Tarefa A:
Traduza para inglês esta frase da entrevista a Miguel Dias: "Criar um festival de cinema foi, portanto, uma resposta natural."
Tarefa B:
Por favor, dê seguimento à entrevista a Miguel Dias, escrevendo a parte que se segue à última frase apresentada.
═══ Texto da página ═══
Entrevista. Miguel Dias: “Os recursos para se realizar uma curta-metragem não são tudo, o que interessa é uma boa ideia”
Esta entrevista foi realizada antes de se saber que João Gonzalez estaria nomeado para os Óscares com a curta-metragem “Ice Merchants”, o primeiro filme português a estar nomeado para os Óscares.
Natural de Vila do Conde, Miguel Dias é um cinéfilo profundo. Em 1993, em conjunto com Nuno Rodrigues e Mário Micaelo, fundou o Curtas Vila do Conde – International Film Festival. A iniciativa surgiu consoante assíduas sessões a que assistiam no Festival de Cinema da Figueira da Foz, nascido em 1972, “o nosso festival preferido em Portugal e aquele que conhecíamos melhor”.
Criar um festival de cinema foi, portanto, uma resposta natural. Ao longo da sua história, o Curtas tem vindo a assumir “uma identidade própria, sabendo encontrar pontos de equilíbrio entre a inovação focada na contemporaneidade e a dignificação da memória do cinema”. Até hoje, são exibidos trabalhos de distintos géneros (documentário, ficção, animação, experimental e até videoclips) e nacionalidades.
Nos bastidores, aliás, foi ainda criada, em 1999, a Agência da Curta-Metragem. Associada ao Instituto do Cinema e Audiovisual (ICA), esta “desenvolve um trabalho de promoção e divulgação de curtas-metragens portuguesas em todo o Mundo. Um trabalho assente numa forte componente de serviço público onde a difusão da cultura portuguesa se faz através de um género cinematográfico extremamente criativo e inovador, a curta-metragem.”
═══ Itens fornecidos ═══
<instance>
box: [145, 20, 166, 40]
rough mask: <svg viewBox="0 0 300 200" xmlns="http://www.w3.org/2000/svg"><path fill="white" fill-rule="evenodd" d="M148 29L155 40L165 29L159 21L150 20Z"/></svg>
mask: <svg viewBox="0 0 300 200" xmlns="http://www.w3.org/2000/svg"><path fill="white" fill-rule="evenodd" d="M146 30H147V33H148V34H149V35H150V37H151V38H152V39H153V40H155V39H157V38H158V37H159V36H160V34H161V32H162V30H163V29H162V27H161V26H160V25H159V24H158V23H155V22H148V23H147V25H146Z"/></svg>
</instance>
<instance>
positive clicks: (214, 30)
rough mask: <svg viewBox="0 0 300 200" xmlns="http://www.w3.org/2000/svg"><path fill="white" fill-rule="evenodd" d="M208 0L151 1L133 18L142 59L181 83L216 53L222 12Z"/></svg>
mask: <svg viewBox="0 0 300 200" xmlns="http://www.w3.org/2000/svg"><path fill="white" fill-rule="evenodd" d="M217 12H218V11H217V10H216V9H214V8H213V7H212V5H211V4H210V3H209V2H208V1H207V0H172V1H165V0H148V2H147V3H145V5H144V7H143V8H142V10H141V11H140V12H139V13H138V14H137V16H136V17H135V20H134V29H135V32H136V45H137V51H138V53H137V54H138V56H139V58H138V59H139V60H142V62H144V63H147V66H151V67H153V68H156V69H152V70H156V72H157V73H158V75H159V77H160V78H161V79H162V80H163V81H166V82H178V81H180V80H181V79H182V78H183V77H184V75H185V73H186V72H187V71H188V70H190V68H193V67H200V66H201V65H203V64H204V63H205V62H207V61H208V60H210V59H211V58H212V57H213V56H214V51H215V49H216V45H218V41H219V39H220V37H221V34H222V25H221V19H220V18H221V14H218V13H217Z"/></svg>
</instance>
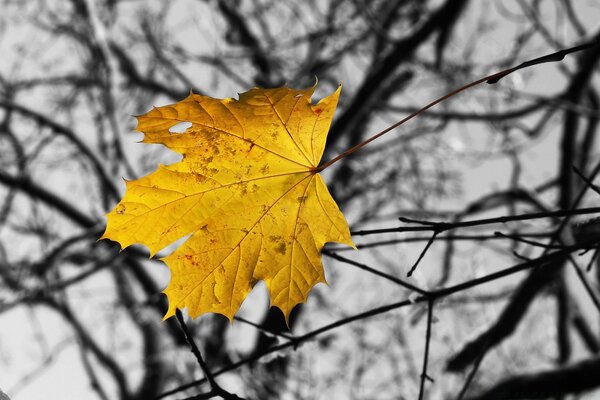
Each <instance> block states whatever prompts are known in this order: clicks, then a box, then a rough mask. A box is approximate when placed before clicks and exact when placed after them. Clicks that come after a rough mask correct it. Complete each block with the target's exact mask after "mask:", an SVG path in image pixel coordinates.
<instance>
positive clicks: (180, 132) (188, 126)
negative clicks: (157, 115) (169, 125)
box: [169, 121, 192, 133]
mask: <svg viewBox="0 0 600 400" xmlns="http://www.w3.org/2000/svg"><path fill="white" fill-rule="evenodd" d="M191 126H192V123H191V122H188V121H184V122H179V123H177V124H175V125H173V126H172V127H170V128H169V132H171V133H184V132H185V131H186V129H187V128H189V127H191Z"/></svg>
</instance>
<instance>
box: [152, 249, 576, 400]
mask: <svg viewBox="0 0 600 400" xmlns="http://www.w3.org/2000/svg"><path fill="white" fill-rule="evenodd" d="M581 248H583V247H582V246H572V247H569V248H565V249H562V250H558V251H555V252H553V253H549V254H546V255H544V256H542V257H539V258H536V259H533V260H530V261H526V262H524V263H521V264H517V265H514V266H512V267H509V268H506V269H504V270H501V271H498V272H494V273H491V274H488V275H485V276H482V277H480V278H476V279H471V280H469V281H466V282H463V283H459V284H456V285H454V286H450V287H446V288H442V289H438V290H435V291H432V292H429V293H428V294H427V295H422V296H419V297H417V298H416V299H408V300H403V301H399V302H396V303H391V304H388V305H384V306H380V307H377V308H373V309H371V310H368V311H364V312H361V313H358V314H355V315H352V316H349V317H347V318H343V319H341V320H338V321H335V322H332V323H331V324H328V325H325V326H323V327H321V328H318V329H315V330H313V331H310V332H308V333H306V334H304V335H302V336H298V337H297V338H296V339H295V340H294V341H289V342H286V343H282V344H280V345H278V346H273V347H271V348H269V349H267V350H266V351H264V352H262V353H260V354H255V355H253V356H250V357H248V358H245V359H243V360H240V361H238V362H235V363H233V364H230V365H228V366H225V367H223V368H221V369H219V370H217V371H215V372H213V377H216V376H219V375H221V374H224V373H225V372H229V371H233V370H235V369H237V368H240V367H241V366H243V365H247V364H250V363H253V362H256V361H257V360H260V359H261V358H262V357H264V356H266V355H268V354H272V353H276V352H279V351H282V350H284V349H287V348H290V347H293V348H296V347H298V346H299V345H300V344H302V343H304V342H306V341H309V340H312V339H314V338H315V337H317V336H319V335H321V334H323V333H325V332H329V331H331V330H334V329H337V328H339V327H341V326H344V325H347V324H350V323H352V322H355V321H362V320H365V319H367V318H372V317H375V316H378V315H381V314H384V313H386V312H389V311H392V310H397V309H399V308H403V307H408V306H411V305H413V304H417V303H422V302H425V301H429V300H435V299H439V298H443V297H447V296H450V295H452V294H455V293H459V292H462V291H465V290H467V289H471V288H474V287H476V286H479V285H482V284H485V283H488V282H492V281H496V280H498V279H500V278H503V277H507V276H510V275H513V274H515V273H518V272H521V271H525V270H527V269H530V268H535V267H538V268H539V267H542V266H545V265H547V264H550V263H552V262H554V261H556V259H557V258H560V257H565V256H566V255H567V254H570V253H572V252H575V251H577V250H580V249H581ZM204 382H206V379H199V380H196V381H193V382H189V383H186V384H183V385H181V386H179V387H177V388H174V389H172V390H170V391H168V392H164V393H162V394H161V395H159V396H158V397H156V398H155V400H160V399H163V398H165V397H167V396H170V395H173V394H175V393H179V392H182V391H184V390H187V389H190V388H192V387H195V386H198V385H201V384H203V383H204Z"/></svg>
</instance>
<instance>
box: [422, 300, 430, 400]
mask: <svg viewBox="0 0 600 400" xmlns="http://www.w3.org/2000/svg"><path fill="white" fill-rule="evenodd" d="M432 322H433V300H429V301H428V302H427V332H426V333H425V353H424V354H423V371H421V386H420V388H419V400H423V396H424V395H425V381H426V380H427V379H429V380H431V378H429V376H427V362H428V360H429V343H430V342H431V324H432Z"/></svg>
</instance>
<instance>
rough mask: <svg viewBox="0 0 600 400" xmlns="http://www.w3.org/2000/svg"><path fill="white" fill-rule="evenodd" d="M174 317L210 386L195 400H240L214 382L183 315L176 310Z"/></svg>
mask: <svg viewBox="0 0 600 400" xmlns="http://www.w3.org/2000/svg"><path fill="white" fill-rule="evenodd" d="M175 316H176V317H177V322H179V325H180V326H181V330H182V331H183V334H184V336H185V340H186V341H187V342H188V344H189V345H190V350H191V351H192V353H193V354H194V356H195V357H196V360H197V361H198V365H199V366H200V369H201V370H202V373H203V374H204V376H205V377H206V380H207V381H208V383H209V385H210V392H208V393H205V394H201V395H199V396H200V397H198V396H196V397H195V398H197V399H210V398H212V397H217V396H220V397H222V398H223V399H225V400H242V398H241V397H238V396H237V395H235V394H232V393H229V392H228V391H226V390H225V389H223V388H222V387H221V386H219V384H218V383H217V381H215V378H214V376H213V374H212V373H211V372H210V369H209V368H208V365H206V362H205V361H204V358H203V357H202V353H200V349H199V348H198V346H197V345H196V342H195V341H194V338H193V337H192V335H191V334H190V332H189V330H188V328H187V325H186V323H185V320H184V319H183V315H182V314H181V311H180V310H179V309H178V308H177V309H176V310H175Z"/></svg>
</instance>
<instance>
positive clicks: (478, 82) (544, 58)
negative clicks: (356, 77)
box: [316, 41, 599, 172]
mask: <svg viewBox="0 0 600 400" xmlns="http://www.w3.org/2000/svg"><path fill="white" fill-rule="evenodd" d="M598 45H599V43H598V42H597V41H592V42H589V43H585V44H583V45H579V46H575V47H571V48H569V49H565V50H561V51H558V52H556V53H552V54H548V55H545V56H543V57H538V58H535V59H533V60H529V61H526V62H524V63H521V64H519V65H517V66H516V67H511V68H508V69H505V70H502V71H500V72H496V73H493V74H491V75H488V76H485V77H483V78H481V79H477V80H476V81H474V82H471V83H468V84H466V85H464V86H462V87H460V88H458V89H456V90H453V91H452V92H450V93H448V94H445V95H444V96H442V97H439V98H438V99H436V100H434V101H432V102H431V103H429V104H427V105H426V106H424V107H422V108H420V109H419V110H417V111H415V112H413V113H411V114H409V115H408V116H407V117H405V118H403V119H401V120H400V121H398V122H396V123H395V124H393V125H391V126H389V127H387V128H386V129H384V130H382V131H381V132H379V133H376V134H375V135H373V136H371V137H370V138H368V139H367V140H365V141H363V142H361V143H359V144H357V145H356V146H353V147H351V148H349V149H348V150H346V151H344V152H343V153H341V154H340V155H338V156H336V157H335V158H333V159H332V160H330V161H328V162H326V163H325V164H323V165H321V166H320V167H318V168H317V169H316V172H321V171H323V170H324V169H325V168H328V167H329V166H331V165H332V164H335V163H336V162H337V161H339V160H341V159H342V158H345V157H347V156H349V155H351V154H352V153H354V152H356V151H357V150H360V149H361V148H362V147H364V146H366V145H367V144H369V143H371V142H372V141H373V140H375V139H378V138H380V137H381V136H383V135H385V134H386V133H388V132H389V131H392V130H394V129H396V128H397V127H399V126H400V125H403V124H404V123H405V122H408V121H410V120H411V119H413V118H414V117H416V116H417V115H419V114H422V113H424V112H425V111H427V110H429V109H430V108H431V107H433V106H435V105H437V104H439V103H441V102H443V101H445V100H447V99H449V98H450V97H454V96H455V95H457V94H459V93H461V92H463V91H465V90H467V89H470V88H472V87H474V86H477V85H479V84H481V83H484V82H486V83H490V84H493V83H496V82H498V81H499V80H500V79H502V78H504V77H505V76H507V75H509V74H511V73H513V72H515V71H518V70H520V69H523V68H527V67H531V66H533V65H538V64H543V63H548V62H556V61H560V60H562V59H563V58H564V57H565V56H566V55H567V54H571V53H574V52H576V51H581V50H586V49H589V48H591V47H594V46H598Z"/></svg>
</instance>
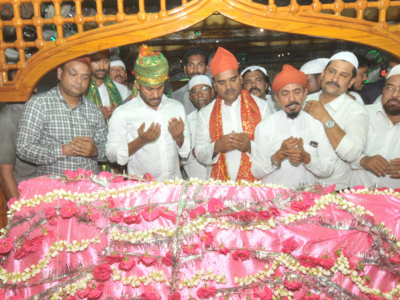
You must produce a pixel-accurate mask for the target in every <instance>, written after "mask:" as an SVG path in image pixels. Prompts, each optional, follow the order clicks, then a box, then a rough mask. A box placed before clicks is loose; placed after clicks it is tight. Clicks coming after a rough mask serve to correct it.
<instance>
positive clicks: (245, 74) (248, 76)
mask: <svg viewBox="0 0 400 300" xmlns="http://www.w3.org/2000/svg"><path fill="white" fill-rule="evenodd" d="M241 75H242V77H243V89H244V90H246V91H248V92H249V93H250V94H251V95H254V96H256V97H258V98H260V99H265V100H267V102H268V105H269V108H270V109H271V111H272V112H273V113H274V112H276V111H277V110H278V109H279V107H276V104H277V103H275V101H274V100H272V97H271V95H269V77H268V73H267V70H265V69H264V68H263V67H259V66H251V67H247V68H246V69H244V70H243V71H242V73H241Z"/></svg>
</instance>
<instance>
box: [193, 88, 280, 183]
mask: <svg viewBox="0 0 400 300" xmlns="http://www.w3.org/2000/svg"><path fill="white" fill-rule="evenodd" d="M252 97H253V99H254V100H255V101H256V103H257V105H258V107H259V109H260V114H261V120H264V119H266V118H267V117H269V116H270V115H271V114H272V113H271V109H270V107H269V105H268V103H267V101H265V100H263V99H260V98H258V97H256V96H253V95H252ZM240 98H241V97H240V95H239V98H238V99H237V100H236V101H235V102H233V103H232V105H231V106H229V105H226V104H225V101H224V100H222V105H221V110H222V127H223V133H224V135H226V134H230V133H232V131H235V132H236V133H241V132H243V127H242V118H241V114H240V101H241V99H240ZM215 102H216V101H213V102H211V103H210V104H209V105H207V106H206V107H203V108H202V109H201V111H200V113H199V118H198V120H197V129H196V156H197V159H198V160H199V161H200V162H202V163H203V164H205V165H213V164H215V163H216V162H217V161H218V158H219V153H218V155H216V156H215V157H214V159H213V154H214V144H215V142H214V143H211V138H210V127H209V123H210V118H211V112H212V110H213V107H214V104H215ZM253 147H255V144H254V142H253V141H252V142H251V148H252V151H253V149H254V148H253ZM225 158H226V162H227V164H228V172H229V175H230V177H231V180H233V181H236V178H237V173H238V172H239V167H240V161H241V158H242V152H240V151H239V150H236V149H235V150H232V151H229V152H227V153H225Z"/></svg>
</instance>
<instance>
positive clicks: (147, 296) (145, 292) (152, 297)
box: [140, 292, 160, 300]
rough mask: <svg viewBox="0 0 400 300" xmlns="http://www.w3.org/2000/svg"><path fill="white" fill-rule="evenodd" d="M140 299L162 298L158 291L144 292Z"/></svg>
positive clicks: (145, 299)
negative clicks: (152, 292)
mask: <svg viewBox="0 0 400 300" xmlns="http://www.w3.org/2000/svg"><path fill="white" fill-rule="evenodd" d="M140 299H142V300H158V299H160V297H159V296H158V294H156V293H147V292H144V293H142V294H141V295H140Z"/></svg>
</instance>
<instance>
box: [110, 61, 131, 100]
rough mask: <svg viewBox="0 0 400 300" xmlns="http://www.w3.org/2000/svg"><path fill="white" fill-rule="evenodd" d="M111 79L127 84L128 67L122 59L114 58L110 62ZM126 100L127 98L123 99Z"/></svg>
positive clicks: (113, 80) (123, 99) (121, 82)
mask: <svg viewBox="0 0 400 300" xmlns="http://www.w3.org/2000/svg"><path fill="white" fill-rule="evenodd" d="M108 74H109V75H110V77H111V79H112V80H113V81H116V82H118V83H120V84H122V85H124V86H127V79H128V76H127V74H126V67H125V64H124V62H123V61H122V60H119V59H118V60H112V61H111V63H110V71H108ZM123 100H125V99H123Z"/></svg>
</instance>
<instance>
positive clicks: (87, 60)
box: [71, 56, 90, 68]
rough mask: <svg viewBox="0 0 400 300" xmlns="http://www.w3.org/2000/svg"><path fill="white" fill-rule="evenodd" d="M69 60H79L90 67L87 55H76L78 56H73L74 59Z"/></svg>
mask: <svg viewBox="0 0 400 300" xmlns="http://www.w3.org/2000/svg"><path fill="white" fill-rule="evenodd" d="M71 61H78V62H81V63H83V64H85V65H87V66H89V68H90V58H89V56H82V57H78V58H75V59H73V60H71Z"/></svg>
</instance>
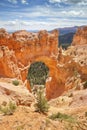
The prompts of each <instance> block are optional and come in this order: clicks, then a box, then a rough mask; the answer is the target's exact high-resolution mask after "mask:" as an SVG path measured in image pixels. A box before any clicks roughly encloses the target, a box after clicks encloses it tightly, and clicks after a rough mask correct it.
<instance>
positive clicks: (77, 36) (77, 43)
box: [72, 26, 87, 45]
mask: <svg viewBox="0 0 87 130" xmlns="http://www.w3.org/2000/svg"><path fill="white" fill-rule="evenodd" d="M85 44H86V45H87V26H85V27H82V28H79V29H78V30H77V32H76V34H75V35H74V38H73V42H72V45H85Z"/></svg>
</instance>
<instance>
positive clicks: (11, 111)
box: [0, 101, 17, 115]
mask: <svg viewBox="0 0 87 130" xmlns="http://www.w3.org/2000/svg"><path fill="white" fill-rule="evenodd" d="M16 107H17V106H16V105H15V103H13V102H11V101H10V102H9V104H8V105H6V106H0V111H1V113H3V114H4V115H12V114H13V113H14V111H15V110H16Z"/></svg>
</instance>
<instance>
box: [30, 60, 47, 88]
mask: <svg viewBox="0 0 87 130" xmlns="http://www.w3.org/2000/svg"><path fill="white" fill-rule="evenodd" d="M48 76H49V68H48V66H47V65H46V64H45V63H44V62H42V61H36V62H34V63H32V64H31V65H30V68H29V70H28V74H27V79H28V80H29V82H30V86H31V88H32V87H33V86H34V85H45V83H46V79H47V78H48Z"/></svg>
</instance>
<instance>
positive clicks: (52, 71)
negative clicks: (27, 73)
mask: <svg viewBox="0 0 87 130" xmlns="http://www.w3.org/2000/svg"><path fill="white" fill-rule="evenodd" d="M78 32H79V33H78ZM0 34H1V35H0V36H1V37H0V68H1V69H0V77H8V78H9V77H10V78H17V79H21V80H22V81H23V82H24V84H25V85H26V86H27V88H28V89H29V90H30V84H29V82H27V80H26V77H27V73H28V69H29V66H30V64H31V63H32V62H35V61H42V62H44V63H45V64H46V65H47V66H48V67H49V70H50V72H49V77H48V79H47V81H46V96H47V98H48V99H52V98H55V97H57V96H60V95H61V94H63V93H64V92H65V91H67V90H68V89H70V88H73V87H74V76H75V75H74V72H75V71H77V72H78V73H79V74H80V77H81V81H80V82H84V81H85V80H87V58H86V55H87V52H86V50H87V49H86V48H87V44H86V40H87V39H86V34H87V31H86V28H83V29H81V31H77V33H76V35H75V36H74V40H73V45H76V44H74V43H75V42H74V41H75V37H78V38H79V39H80V40H78V38H77V39H76V43H78V45H80V43H81V38H83V41H85V42H84V43H81V44H85V45H81V46H73V47H70V48H68V50H66V51H64V50H62V48H60V49H59V48H58V31H57V30H54V31H52V32H51V33H48V32H47V31H46V30H44V31H39V32H38V33H30V32H26V31H25V30H22V31H17V32H14V33H12V34H8V33H7V32H6V31H5V30H3V29H1V30H0ZM80 37H81V38H80ZM77 41H80V42H77Z"/></svg>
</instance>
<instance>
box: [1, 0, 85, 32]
mask: <svg viewBox="0 0 87 130" xmlns="http://www.w3.org/2000/svg"><path fill="white" fill-rule="evenodd" d="M80 25H87V0H0V28H2V27H3V28H6V29H7V30H8V31H13V30H21V29H26V30H41V29H46V30H52V29H55V28H60V27H70V26H80Z"/></svg>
═══
Resposta A:
Creating a film festival was, therefore, a natural response.

Resposta B:
Hoje, Vila da Conde é uma cidade mundialmente reconhecida pelo evento. A edição de 2023 está marcada para os dias 8 a 16 de Julho. As submissões já estão abertas. Para mais informações, pode ser consultado o regulamento oficial.
No rescaldo da primeira tarde do Encontro Audiovisual Açoriano, Miguel aceitou conversar com a Comunidade Cultura e Arte, no seguimento da respetiva palestra, “Promoção, Vendas e Distribuição Internacional”, e de outros assuntos levantados ao longo do dia.
O Miguel vê muitos filmes. Criativamente falando, a curta-metragem começa por ser um laboratório de aspirantes a realizadores, portanto começa por passar uma imagem de marca, uma imagem narrativa, o que for. Do ponto de vista de argumento, que especificações é que a curta-metragem deveria ter para ser mais facilmente internacionalizada? É apologista de uma curta quase puramente visual, sem diálogo, ou entende que, num cenário português, americano, anglo-saxónico, espanhol, ou outros, deve-se sempre preservar alguma forma de identidade através do idioma?
Deixa-me só fazer uma ressalva sobre a curta-metragem como um espaço de, como chamaste, laboratório. Não é apenas isso, porque muitos realizadores consagrados acabam por, muitas vezes, voltar a fazer curtas-metragens depois de já terem feito longas.
Um David Lynch, por exemplo?
Por exemplo. O David Lynch está sempre a fazer coisas. Tudo depende dos realizadores. Há pessoas que gostam de ter essa liberdade, entre dois projetos maiores. Isso é interessante, não é apenas um cartão de visita de um jovem realizador.
Portanto, é uma coisa que parte mais do conceito, de projeto para projeto?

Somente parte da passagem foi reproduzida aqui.